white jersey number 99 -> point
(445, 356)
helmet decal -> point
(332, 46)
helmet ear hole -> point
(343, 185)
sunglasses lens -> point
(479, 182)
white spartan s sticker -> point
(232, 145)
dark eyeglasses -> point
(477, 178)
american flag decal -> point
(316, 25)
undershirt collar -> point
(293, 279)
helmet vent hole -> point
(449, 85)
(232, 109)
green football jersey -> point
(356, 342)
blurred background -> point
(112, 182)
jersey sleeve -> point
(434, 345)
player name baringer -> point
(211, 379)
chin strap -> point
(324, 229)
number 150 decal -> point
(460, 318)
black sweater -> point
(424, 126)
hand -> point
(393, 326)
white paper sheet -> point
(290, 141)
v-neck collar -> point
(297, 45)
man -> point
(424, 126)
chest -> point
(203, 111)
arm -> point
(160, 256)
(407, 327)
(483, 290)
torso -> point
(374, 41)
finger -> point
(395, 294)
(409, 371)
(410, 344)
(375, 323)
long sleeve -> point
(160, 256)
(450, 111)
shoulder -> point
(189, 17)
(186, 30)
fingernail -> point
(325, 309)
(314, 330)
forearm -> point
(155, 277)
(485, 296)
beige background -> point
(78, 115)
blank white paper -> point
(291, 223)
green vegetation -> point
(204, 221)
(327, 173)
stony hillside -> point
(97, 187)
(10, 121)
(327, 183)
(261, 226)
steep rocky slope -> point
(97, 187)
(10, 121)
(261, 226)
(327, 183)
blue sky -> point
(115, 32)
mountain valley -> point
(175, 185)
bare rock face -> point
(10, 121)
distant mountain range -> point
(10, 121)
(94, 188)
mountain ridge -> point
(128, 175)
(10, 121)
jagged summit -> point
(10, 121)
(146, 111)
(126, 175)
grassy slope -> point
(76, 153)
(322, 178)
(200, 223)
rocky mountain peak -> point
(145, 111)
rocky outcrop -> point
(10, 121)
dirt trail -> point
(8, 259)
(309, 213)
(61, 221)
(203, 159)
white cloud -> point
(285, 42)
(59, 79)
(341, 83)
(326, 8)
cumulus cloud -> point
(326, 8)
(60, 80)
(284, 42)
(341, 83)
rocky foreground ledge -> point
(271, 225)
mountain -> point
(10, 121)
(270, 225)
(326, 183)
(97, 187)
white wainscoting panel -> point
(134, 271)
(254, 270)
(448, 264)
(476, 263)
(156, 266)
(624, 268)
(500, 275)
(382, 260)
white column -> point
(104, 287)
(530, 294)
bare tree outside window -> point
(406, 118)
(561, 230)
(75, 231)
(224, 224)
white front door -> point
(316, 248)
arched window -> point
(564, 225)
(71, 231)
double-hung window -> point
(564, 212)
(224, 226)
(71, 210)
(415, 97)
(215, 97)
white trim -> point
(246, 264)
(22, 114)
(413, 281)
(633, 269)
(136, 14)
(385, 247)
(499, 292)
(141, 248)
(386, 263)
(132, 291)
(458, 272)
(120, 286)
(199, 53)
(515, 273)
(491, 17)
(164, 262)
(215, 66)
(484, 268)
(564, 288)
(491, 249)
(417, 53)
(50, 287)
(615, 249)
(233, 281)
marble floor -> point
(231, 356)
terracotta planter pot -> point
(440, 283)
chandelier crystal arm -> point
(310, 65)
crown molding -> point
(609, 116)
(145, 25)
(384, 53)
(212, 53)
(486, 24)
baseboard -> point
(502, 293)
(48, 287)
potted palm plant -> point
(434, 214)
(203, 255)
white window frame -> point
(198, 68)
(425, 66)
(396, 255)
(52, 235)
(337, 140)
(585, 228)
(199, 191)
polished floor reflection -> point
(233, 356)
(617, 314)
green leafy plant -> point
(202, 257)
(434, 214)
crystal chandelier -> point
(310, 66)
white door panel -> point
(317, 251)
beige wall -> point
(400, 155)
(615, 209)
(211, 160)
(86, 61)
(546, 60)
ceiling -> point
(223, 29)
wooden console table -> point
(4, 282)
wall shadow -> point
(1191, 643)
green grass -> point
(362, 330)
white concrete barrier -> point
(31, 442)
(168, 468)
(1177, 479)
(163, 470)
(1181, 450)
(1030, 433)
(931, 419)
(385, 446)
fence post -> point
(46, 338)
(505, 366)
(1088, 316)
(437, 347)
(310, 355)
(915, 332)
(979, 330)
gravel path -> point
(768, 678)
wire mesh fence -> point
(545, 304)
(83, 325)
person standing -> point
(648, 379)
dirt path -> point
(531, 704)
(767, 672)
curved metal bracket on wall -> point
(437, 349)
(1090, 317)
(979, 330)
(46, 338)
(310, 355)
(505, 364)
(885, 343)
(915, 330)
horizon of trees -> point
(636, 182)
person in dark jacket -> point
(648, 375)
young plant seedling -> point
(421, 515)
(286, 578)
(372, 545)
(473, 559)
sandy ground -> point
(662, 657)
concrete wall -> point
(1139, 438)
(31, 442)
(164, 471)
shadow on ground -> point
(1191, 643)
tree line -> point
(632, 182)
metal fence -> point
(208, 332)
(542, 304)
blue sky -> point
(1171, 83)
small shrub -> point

========

Exercise aim: Express the lines above, from the line containing "metal fence -> point" through the last line of the rows, as a JSON list of strings with one string per line and blank lines omitted.

Solved exercise:
[
  "metal fence -> point",
  "(208, 332)",
  "(542, 304)",
  "blue sky -> point",
  "(1171, 83)",
  "small shrub -> point"
]